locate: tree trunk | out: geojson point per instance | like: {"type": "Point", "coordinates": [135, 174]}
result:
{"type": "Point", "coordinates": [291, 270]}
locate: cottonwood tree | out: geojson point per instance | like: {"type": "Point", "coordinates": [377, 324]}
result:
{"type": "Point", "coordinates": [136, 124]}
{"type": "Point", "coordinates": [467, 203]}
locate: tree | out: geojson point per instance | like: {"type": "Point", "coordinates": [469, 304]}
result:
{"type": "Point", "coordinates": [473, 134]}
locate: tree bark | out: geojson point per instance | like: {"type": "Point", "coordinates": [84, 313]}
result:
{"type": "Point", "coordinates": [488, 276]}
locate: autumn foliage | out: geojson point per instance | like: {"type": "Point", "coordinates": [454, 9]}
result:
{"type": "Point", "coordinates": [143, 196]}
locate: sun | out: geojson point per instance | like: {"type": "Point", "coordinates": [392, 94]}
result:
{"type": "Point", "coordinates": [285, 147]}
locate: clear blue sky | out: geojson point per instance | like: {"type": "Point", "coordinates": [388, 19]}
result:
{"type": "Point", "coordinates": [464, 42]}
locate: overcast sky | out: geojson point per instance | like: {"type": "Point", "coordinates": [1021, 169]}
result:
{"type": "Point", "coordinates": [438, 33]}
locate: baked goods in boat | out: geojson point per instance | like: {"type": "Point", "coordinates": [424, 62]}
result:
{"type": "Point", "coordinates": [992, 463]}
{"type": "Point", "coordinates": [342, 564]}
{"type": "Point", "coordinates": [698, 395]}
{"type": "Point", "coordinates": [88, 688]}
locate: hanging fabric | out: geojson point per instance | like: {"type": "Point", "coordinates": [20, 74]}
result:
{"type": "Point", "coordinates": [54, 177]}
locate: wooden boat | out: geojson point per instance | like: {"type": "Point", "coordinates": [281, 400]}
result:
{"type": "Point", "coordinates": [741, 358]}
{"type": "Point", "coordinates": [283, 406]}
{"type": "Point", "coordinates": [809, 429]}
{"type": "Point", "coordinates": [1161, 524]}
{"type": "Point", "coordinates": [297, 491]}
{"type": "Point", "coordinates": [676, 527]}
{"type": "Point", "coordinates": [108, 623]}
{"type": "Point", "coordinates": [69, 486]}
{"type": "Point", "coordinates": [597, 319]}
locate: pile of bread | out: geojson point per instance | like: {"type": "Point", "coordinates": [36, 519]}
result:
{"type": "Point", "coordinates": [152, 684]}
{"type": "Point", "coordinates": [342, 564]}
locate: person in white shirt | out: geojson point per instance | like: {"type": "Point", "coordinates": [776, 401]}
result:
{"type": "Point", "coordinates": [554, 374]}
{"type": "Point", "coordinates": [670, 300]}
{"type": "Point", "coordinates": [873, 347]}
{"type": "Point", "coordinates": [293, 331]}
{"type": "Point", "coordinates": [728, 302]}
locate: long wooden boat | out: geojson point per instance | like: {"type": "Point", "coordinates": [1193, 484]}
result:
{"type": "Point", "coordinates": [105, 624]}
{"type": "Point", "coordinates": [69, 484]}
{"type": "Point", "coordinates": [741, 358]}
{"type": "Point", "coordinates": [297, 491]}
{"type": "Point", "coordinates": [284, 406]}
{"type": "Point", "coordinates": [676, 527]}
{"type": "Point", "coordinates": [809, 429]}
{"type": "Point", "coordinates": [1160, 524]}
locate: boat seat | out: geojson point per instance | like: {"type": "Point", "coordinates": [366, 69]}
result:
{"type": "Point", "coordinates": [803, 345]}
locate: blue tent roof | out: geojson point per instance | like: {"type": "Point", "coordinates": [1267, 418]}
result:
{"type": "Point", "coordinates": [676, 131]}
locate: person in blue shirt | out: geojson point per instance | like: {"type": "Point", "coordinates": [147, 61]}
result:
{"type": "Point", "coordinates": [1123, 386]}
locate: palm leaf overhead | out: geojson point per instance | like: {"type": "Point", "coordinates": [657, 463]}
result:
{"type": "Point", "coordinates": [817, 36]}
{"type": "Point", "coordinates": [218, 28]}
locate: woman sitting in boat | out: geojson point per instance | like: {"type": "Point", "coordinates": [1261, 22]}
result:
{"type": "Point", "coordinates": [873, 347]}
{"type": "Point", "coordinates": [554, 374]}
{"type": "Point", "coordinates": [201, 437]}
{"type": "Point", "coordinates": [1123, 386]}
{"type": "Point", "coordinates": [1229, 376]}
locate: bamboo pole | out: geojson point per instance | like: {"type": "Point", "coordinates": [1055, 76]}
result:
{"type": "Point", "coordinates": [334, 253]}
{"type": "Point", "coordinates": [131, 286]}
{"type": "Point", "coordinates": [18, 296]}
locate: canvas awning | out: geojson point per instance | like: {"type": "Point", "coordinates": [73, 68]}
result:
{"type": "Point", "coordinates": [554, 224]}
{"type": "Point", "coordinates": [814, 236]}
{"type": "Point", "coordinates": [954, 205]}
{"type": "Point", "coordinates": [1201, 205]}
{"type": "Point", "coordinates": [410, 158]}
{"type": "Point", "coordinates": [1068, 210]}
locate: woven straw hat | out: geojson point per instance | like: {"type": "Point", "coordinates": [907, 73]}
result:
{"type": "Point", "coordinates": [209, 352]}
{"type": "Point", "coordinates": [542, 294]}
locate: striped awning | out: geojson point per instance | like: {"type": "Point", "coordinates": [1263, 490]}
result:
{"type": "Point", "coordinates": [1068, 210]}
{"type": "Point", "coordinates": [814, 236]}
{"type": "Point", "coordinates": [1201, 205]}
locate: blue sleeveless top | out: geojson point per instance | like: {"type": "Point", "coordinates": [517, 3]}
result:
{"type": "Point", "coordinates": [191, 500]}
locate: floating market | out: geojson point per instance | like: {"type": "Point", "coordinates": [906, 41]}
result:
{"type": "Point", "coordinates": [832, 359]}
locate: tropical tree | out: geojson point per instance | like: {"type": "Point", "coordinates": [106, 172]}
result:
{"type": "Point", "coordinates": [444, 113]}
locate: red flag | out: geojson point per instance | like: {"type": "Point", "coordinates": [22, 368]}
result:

--------------------

Your task is to repeat the entries exactly.

■ **Answer box**
locate: tree trunk | out: geojson point per instance | like: {"type": "Point", "coordinates": [135, 174]}
result:
{"type": "Point", "coordinates": [291, 270]}
locate: cottonwood tree | out: geojson point per instance | like: {"type": "Point", "coordinates": [377, 324]}
result:
{"type": "Point", "coordinates": [136, 124]}
{"type": "Point", "coordinates": [467, 203]}
locate: tree | out: geojson point per instance | like: {"type": "Point", "coordinates": [469, 304]}
result:
{"type": "Point", "coordinates": [473, 134]}
locate: tree bark | out: geojson point per instance | like: {"type": "Point", "coordinates": [84, 313]}
result:
{"type": "Point", "coordinates": [488, 276]}
locate: autumn foliage | out: geojson point per instance | like: {"type": "Point", "coordinates": [454, 9]}
result:
{"type": "Point", "coordinates": [143, 196]}
locate: sun | out: geojson point per instance | like: {"type": "Point", "coordinates": [392, 94]}
result:
{"type": "Point", "coordinates": [285, 147]}
locate: clear blue sky | out: geojson point per instance | like: {"type": "Point", "coordinates": [388, 19]}
result:
{"type": "Point", "coordinates": [464, 42]}
locate: overcast sky | out: geojson point per instance | like: {"type": "Point", "coordinates": [1021, 169]}
result:
{"type": "Point", "coordinates": [438, 33]}
locate: baked goods in boat | out: geojson point per instance | like: {"type": "Point", "coordinates": [424, 62]}
result:
{"type": "Point", "coordinates": [992, 463]}
{"type": "Point", "coordinates": [342, 564]}
{"type": "Point", "coordinates": [698, 395]}
{"type": "Point", "coordinates": [88, 688]}
locate: hanging fabric | out: geojson point per instance | like: {"type": "Point", "coordinates": [20, 74]}
result:
{"type": "Point", "coordinates": [54, 177]}
locate: wooden boat | out: geojson point per instance | like: {"type": "Point", "coordinates": [281, 400]}
result:
{"type": "Point", "coordinates": [741, 358]}
{"type": "Point", "coordinates": [283, 406]}
{"type": "Point", "coordinates": [809, 429]}
{"type": "Point", "coordinates": [1161, 524]}
{"type": "Point", "coordinates": [297, 491]}
{"type": "Point", "coordinates": [676, 527]}
{"type": "Point", "coordinates": [108, 623]}
{"type": "Point", "coordinates": [69, 486]}
{"type": "Point", "coordinates": [597, 319]}
locate: pile of bread | out: geojson point per instance | like: {"type": "Point", "coordinates": [36, 519]}
result:
{"type": "Point", "coordinates": [152, 684]}
{"type": "Point", "coordinates": [342, 564]}
locate: person in white shirt | out: geojson point per instance | like: {"type": "Point", "coordinates": [776, 401]}
result:
{"type": "Point", "coordinates": [554, 374]}
{"type": "Point", "coordinates": [670, 300]}
{"type": "Point", "coordinates": [873, 347]}
{"type": "Point", "coordinates": [293, 331]}
{"type": "Point", "coordinates": [728, 302]}
locate: long wooden boat | out: geojson point per instance | like: {"type": "Point", "coordinates": [1193, 484]}
result:
{"type": "Point", "coordinates": [105, 624]}
{"type": "Point", "coordinates": [69, 484]}
{"type": "Point", "coordinates": [741, 358]}
{"type": "Point", "coordinates": [297, 491]}
{"type": "Point", "coordinates": [284, 406]}
{"type": "Point", "coordinates": [676, 527]}
{"type": "Point", "coordinates": [809, 429]}
{"type": "Point", "coordinates": [1160, 524]}
locate: boat seat | out: geojson point per instance | like: {"type": "Point", "coordinates": [366, 69]}
result:
{"type": "Point", "coordinates": [803, 345]}
locate: blue tent roof | out: geojson point per instance | like: {"type": "Point", "coordinates": [1267, 418]}
result:
{"type": "Point", "coordinates": [676, 131]}
locate: person in blue shirt | out: geojson point per instance | like: {"type": "Point", "coordinates": [147, 61]}
result:
{"type": "Point", "coordinates": [1123, 386]}
locate: palm leaf overhead | out: geojson point per instance | like: {"type": "Point", "coordinates": [657, 463]}
result:
{"type": "Point", "coordinates": [817, 36]}
{"type": "Point", "coordinates": [218, 28]}
locate: woman sitting in boat | out: geojson point per instance | like: {"type": "Point", "coordinates": [1261, 22]}
result:
{"type": "Point", "coordinates": [873, 347]}
{"type": "Point", "coordinates": [554, 374]}
{"type": "Point", "coordinates": [201, 437]}
{"type": "Point", "coordinates": [1123, 386]}
{"type": "Point", "coordinates": [1229, 376]}
locate: bamboo pole | out: geojson point per instance | like: {"type": "Point", "coordinates": [1055, 76]}
result:
{"type": "Point", "coordinates": [334, 253]}
{"type": "Point", "coordinates": [131, 286]}
{"type": "Point", "coordinates": [18, 296]}
locate: canvas awning | out: geojson point per instance | like: {"type": "Point", "coordinates": [73, 68]}
result:
{"type": "Point", "coordinates": [554, 224]}
{"type": "Point", "coordinates": [814, 236]}
{"type": "Point", "coordinates": [954, 205]}
{"type": "Point", "coordinates": [1201, 205]}
{"type": "Point", "coordinates": [410, 158]}
{"type": "Point", "coordinates": [1068, 210]}
locate: woven straw hat | out: geojson point per instance | like: {"type": "Point", "coordinates": [907, 73]}
result:
{"type": "Point", "coordinates": [209, 352]}
{"type": "Point", "coordinates": [542, 294]}
locate: striped awning | out: geojson point per instance | like: {"type": "Point", "coordinates": [1263, 490]}
result:
{"type": "Point", "coordinates": [1068, 210]}
{"type": "Point", "coordinates": [814, 236]}
{"type": "Point", "coordinates": [1201, 205]}
locate: blue sleeveless top | out: geojson point per instance | like: {"type": "Point", "coordinates": [517, 3]}
result:
{"type": "Point", "coordinates": [191, 500]}
locate: floating market | out: geojson point per instance | like: {"type": "Point", "coordinates": [906, 41]}
result:
{"type": "Point", "coordinates": [832, 359]}
locate: tropical tree | out: geojson point per instance | like: {"type": "Point", "coordinates": [106, 172]}
result:
{"type": "Point", "coordinates": [444, 113]}
locate: red flag | out: geojson point per instance | like: {"type": "Point", "coordinates": [22, 368]}
result:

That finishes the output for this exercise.